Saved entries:
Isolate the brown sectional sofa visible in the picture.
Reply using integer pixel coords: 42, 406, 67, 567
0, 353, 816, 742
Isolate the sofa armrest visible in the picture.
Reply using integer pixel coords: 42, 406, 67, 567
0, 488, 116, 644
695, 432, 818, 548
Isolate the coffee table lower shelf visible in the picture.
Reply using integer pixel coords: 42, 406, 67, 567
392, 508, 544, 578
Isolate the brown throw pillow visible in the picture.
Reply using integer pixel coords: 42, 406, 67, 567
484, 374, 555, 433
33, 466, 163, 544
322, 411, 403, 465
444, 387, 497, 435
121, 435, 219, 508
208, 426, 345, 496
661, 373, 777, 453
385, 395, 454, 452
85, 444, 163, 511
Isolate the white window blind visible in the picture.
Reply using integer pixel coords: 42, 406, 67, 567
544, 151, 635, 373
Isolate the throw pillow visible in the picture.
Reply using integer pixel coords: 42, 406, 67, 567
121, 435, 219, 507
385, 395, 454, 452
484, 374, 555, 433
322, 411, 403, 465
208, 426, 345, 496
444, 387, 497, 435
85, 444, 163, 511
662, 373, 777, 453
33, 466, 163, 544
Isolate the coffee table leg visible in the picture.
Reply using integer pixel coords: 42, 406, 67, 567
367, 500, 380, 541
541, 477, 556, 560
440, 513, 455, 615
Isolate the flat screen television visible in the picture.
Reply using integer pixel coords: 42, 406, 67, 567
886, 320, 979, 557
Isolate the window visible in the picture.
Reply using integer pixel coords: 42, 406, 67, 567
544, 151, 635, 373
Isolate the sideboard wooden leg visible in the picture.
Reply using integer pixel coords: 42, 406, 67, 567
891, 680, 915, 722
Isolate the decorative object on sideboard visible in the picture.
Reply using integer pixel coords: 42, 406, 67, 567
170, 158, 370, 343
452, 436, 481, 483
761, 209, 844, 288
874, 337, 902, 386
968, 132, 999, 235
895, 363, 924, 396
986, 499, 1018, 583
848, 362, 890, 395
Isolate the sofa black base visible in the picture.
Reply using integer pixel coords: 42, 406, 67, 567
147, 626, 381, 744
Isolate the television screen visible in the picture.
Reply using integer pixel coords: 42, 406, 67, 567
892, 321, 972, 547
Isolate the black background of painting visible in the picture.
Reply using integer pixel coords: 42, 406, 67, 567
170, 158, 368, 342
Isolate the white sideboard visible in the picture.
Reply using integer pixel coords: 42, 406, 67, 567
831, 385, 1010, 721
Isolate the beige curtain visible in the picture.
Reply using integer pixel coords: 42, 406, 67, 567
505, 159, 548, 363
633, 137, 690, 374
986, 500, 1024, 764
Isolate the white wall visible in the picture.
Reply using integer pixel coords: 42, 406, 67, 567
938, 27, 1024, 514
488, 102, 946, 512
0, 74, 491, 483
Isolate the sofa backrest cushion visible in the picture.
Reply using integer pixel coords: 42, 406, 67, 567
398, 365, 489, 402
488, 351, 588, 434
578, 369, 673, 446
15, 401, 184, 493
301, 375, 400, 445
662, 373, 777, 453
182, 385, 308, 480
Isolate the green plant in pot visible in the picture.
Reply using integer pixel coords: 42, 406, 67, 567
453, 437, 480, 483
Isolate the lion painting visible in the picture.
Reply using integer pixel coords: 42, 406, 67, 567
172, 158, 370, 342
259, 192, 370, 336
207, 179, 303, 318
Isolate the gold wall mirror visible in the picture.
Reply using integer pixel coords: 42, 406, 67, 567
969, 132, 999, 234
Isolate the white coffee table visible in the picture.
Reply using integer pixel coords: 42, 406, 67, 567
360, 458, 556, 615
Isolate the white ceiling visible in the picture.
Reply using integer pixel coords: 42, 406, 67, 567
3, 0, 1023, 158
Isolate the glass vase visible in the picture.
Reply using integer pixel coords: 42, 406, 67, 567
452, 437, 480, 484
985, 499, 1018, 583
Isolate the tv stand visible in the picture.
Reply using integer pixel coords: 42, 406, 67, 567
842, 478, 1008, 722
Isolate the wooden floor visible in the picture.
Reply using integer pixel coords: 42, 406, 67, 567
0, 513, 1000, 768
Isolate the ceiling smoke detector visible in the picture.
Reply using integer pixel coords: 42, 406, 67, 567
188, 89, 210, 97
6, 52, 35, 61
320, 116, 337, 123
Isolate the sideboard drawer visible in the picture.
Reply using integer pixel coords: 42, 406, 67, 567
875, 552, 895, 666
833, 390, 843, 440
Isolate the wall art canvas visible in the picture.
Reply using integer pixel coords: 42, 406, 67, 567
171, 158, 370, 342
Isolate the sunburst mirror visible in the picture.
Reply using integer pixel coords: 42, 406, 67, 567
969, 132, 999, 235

→ **EXERCISE AIM**: Starting at the first line of the entries above, please extract each line up to and including the line with "Isolate the flat", unchanged, and add nothing.

→ **THE ANSWER**:
Isolate the brown sectional sofa visible in the picture.
Reply using integer pixel coords: 42, 406, 67, 567
0, 353, 816, 742
Isolate the sofa armrest visible in the picture.
Reply using integer pixel coords: 42, 406, 67, 567
0, 488, 116, 644
695, 432, 818, 548
Isolate the coffee table lower shelf visible in the picture.
Reply using integer pixel coords: 42, 406, 67, 567
392, 508, 544, 578
Isolate the brown throw pillow visible in the picture.
Reply using integer pixel coords: 42, 406, 67, 567
484, 374, 555, 433
33, 466, 163, 544
322, 411, 403, 465
444, 387, 497, 435
121, 435, 219, 508
208, 426, 345, 496
661, 373, 777, 453
385, 395, 454, 452
85, 444, 163, 511
Isolate the white window blind visible in the picture.
Reply using integer pixel coords: 42, 406, 67, 567
544, 151, 635, 373
Isolate the throw pillow visible in the picture.
Reply using integer pixel coords: 42, 406, 67, 567
121, 435, 219, 507
385, 395, 454, 452
484, 374, 555, 433
322, 411, 403, 465
208, 426, 345, 496
444, 387, 497, 435
85, 444, 163, 511
662, 373, 777, 453
33, 466, 163, 544
Isolate the coffee table leg visible in the picture.
Reply using integer pixel coords: 42, 406, 67, 567
367, 500, 380, 541
541, 477, 556, 560
440, 513, 455, 615
Isolate the flat screen television visible in the picture.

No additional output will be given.